→ **EXERCISE INPUT**
((
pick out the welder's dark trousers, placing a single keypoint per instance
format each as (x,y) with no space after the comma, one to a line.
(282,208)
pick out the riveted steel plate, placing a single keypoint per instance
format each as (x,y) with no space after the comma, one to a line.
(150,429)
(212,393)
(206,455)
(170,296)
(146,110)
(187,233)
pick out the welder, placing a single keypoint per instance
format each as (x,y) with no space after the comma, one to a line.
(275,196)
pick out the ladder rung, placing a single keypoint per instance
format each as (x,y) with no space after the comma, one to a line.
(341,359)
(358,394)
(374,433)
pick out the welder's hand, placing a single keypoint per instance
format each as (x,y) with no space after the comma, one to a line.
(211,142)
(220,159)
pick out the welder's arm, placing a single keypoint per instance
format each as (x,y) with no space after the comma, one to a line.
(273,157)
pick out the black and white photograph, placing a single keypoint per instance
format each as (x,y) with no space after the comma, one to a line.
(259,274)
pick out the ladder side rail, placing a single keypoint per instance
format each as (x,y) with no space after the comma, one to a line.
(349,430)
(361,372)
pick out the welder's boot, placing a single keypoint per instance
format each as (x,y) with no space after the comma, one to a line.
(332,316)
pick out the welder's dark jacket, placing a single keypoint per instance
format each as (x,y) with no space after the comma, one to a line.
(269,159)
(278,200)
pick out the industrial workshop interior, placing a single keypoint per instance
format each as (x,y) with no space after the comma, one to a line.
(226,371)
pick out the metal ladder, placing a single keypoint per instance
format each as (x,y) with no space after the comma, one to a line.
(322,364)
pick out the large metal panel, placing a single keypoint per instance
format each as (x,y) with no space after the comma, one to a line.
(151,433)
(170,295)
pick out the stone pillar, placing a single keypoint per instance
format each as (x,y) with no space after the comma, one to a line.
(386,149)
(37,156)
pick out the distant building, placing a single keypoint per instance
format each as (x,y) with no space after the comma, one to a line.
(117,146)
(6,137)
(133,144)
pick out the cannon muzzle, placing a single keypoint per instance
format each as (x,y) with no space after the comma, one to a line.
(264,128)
))
→ **WHAT IS BEING ASKED**
Nothing outside this range should appear: the lines from the start of the listing through the line with "pick out the welder, placing", each reproduced exactly, both ends included.

→ **ANSWER**
pick out the welder's dark trousers, placing a single keypoint per instance
format each as (x,y) with no space after the comma, one to a line.
(282,208)
pick out the riveted steel plate, placing a single keypoint per instance
format each as (x,y) with no space after the comma, one to a line.
(150,429)
(212,393)
(206,455)
(170,296)
(146,110)
(187,233)
pick out the welder, placing a single keypoint per instance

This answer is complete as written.